## What this task involves
Could you repeat the rows from the very start through the line containing "34), (198, 35)]", inclusive, swapping "mask" for "outline" and leaving everything else unchanged?

-=-=-

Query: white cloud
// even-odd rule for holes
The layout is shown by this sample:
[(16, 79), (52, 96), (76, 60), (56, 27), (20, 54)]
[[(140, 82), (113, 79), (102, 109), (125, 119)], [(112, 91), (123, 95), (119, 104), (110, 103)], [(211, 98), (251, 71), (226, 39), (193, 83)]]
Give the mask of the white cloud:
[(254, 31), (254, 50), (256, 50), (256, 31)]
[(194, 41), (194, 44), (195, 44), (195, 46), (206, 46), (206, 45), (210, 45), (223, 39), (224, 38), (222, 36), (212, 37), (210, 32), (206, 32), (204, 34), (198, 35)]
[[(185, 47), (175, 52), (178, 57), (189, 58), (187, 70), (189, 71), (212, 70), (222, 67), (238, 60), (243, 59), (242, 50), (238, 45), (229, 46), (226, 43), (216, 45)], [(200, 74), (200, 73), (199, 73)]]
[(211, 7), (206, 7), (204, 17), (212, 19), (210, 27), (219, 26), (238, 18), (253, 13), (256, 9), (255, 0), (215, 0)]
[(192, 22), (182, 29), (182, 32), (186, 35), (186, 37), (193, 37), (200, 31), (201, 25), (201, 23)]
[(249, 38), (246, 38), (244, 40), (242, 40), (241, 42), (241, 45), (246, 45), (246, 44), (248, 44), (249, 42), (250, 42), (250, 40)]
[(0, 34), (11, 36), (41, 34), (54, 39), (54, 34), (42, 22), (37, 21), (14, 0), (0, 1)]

-=-=-

## Correct result
Query: white cloud
// even-odd rule for holes
The layout is shown by this sample:
[(16, 79), (52, 96), (76, 60), (56, 27), (20, 54)]
[[(140, 82), (113, 79), (102, 109), (125, 119)], [(112, 91), (123, 95), (119, 104), (110, 103)], [(211, 98), (251, 71), (226, 39), (193, 83)]]
Give the outline of the white cloud:
[(254, 31), (254, 50), (256, 50), (256, 31)]
[(194, 41), (194, 44), (195, 44), (195, 46), (206, 46), (206, 45), (210, 45), (223, 39), (224, 38), (222, 36), (212, 37), (210, 32), (206, 32), (204, 34), (198, 35)]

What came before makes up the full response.